Extract to read:
=== Begin Enclosure ===

Illegal taxi drivers in Abu Dhabi to face stiffer penalties
To stop the trade of illegal taxi drivers, authorities will levy heavier fines and confiscate their vehicles.
The law presently imposes fines between Dh5,000 and Dh10,000 or a 30-day jail term, or both, on offenders.
But in recent court rulings, illegal drivers have been fined and had their cars seized and auctioned, according to the Centre for Regulation of Transport by Hire Cars (TransAD)
Stiffer penalties could help to curb the trade, said Mohammed Al Qamzi, TransAD’s general manager.
He said illegal drivers could continue to work if they only had to pay fines. “Without his car, it would be difficult for him to work. He cannot do anything,” said Mr Al Qamzi.
Illegal drivers could soon face a fine of Dh30,000 and deportation when a legal amendment takes effect.
“It should be very soon. We need to stop them because 4,000 drivers are being caught every year, and many of them are repeat offenders,” said Mr Al Qamzi.
TransAD has warned the public not to use illegal taxis because they lack safety equipment and may be uninsured.
“Who are these people [the drivers]? We don’t know,” Mr Al Qamzi said.
“If you ride in one of these taxis and you get in an accident and become seriously injured, there’s no insurance for [the illegal taxis] to cover the passengers.”
He also warned that customers of illegal drivers would have to spend their own money on medical care should they be injured in a road accident.

=== End Enclosure ===

Exercises:
1) In the article on illegal taxi drivers in Abu Dhabi, what fine might illegal drivers soon face once a legal amendment takes effect?
2) Continue the article on illegal taxi drivers in Abu Dhabi from the point where it stops.
The items that come after this article are separate material and have no connection to it.

Dataset entries:
=== Begin Enclosure ===

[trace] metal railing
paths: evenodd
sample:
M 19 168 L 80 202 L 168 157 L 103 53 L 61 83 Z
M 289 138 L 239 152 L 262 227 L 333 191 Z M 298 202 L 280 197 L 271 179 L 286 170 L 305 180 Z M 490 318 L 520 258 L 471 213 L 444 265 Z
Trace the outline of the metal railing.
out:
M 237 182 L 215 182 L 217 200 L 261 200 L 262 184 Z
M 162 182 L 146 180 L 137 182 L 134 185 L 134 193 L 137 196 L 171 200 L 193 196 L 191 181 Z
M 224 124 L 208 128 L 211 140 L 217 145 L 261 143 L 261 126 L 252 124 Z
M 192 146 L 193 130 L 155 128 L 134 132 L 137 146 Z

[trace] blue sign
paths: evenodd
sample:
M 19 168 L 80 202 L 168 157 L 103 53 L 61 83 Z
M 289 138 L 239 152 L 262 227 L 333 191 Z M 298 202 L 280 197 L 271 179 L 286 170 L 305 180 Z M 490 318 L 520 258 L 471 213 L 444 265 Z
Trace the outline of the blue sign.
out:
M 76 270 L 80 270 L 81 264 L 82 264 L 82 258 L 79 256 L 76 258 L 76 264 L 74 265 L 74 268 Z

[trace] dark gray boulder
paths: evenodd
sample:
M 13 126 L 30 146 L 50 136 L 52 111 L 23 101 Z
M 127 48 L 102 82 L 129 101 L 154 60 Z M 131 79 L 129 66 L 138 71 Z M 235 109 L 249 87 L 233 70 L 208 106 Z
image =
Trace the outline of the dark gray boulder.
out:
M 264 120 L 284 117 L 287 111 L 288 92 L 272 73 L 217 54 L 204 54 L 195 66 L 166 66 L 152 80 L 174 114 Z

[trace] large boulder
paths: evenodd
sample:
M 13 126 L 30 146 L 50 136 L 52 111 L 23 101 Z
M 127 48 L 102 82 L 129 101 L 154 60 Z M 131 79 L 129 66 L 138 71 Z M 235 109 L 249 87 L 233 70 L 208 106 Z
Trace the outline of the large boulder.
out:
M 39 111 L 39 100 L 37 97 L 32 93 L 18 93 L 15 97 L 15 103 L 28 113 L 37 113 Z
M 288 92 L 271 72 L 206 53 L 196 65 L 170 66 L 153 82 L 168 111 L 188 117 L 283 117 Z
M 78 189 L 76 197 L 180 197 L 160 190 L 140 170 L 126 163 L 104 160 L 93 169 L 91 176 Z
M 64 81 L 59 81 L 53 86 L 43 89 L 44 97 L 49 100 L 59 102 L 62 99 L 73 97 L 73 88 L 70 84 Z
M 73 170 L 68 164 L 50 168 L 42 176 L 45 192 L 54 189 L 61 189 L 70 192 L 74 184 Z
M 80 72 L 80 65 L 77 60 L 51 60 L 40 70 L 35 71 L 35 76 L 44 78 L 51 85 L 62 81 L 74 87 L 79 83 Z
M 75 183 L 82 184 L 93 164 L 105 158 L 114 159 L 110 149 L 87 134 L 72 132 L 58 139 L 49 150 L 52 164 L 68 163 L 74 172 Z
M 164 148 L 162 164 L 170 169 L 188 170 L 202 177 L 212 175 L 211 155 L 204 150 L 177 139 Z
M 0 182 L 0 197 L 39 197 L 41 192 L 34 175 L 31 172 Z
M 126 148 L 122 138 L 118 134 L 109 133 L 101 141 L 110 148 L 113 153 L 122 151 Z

=== End Enclosure ===

Outputs for the tasks:
1) A fine of Dh30,000, along with deportation.

2)
In Abu Dhabi, many people, mostly labourers, use illegal taxis because of the lower fares and their availability in remote areas.
Santosh Sadanandan, a 42-year-old Emirates Taxi driver, said a one-way trip to the Industrial City of Abu Dhabi or Mussaffah costs about Dh50 to Dh55.
“They can take the bus, which costs Dh4, but it will take them about two hours to reach their destination,” he said.
“They would rather share the ride with three other passengers and pay Dh10 each.”
Delard Caballero, a 30-year-old Abu Dhabi resident of three years, said he had no choice but to use illegal taxis to take him to his driving school in Mussaffah last year.
“It’s cheaper and very convenient for me,” he said. “I tried taking a licensed taxi once and it cost me about Dh55.”
An illegal driver from Pakistan, who did not wish to be identified, said he charged each passenger Dh10 for a one-way trip to Mussaffah and Baniyas.
He declined to reveal his daily income but said he had been hit with a Dh8,000 fine nearly every month.
Mr Al Qamzi said many illegal drivers had funds to help their fellow drivers to pay their fines.
“It’s not something new and has been there for a long time,” he said. “We see people paying Dh5,000 to Dh10,000 because they’re making a lot of money to cover the amount. But when their cars are confiscated, it would now be more difficult for them to work.”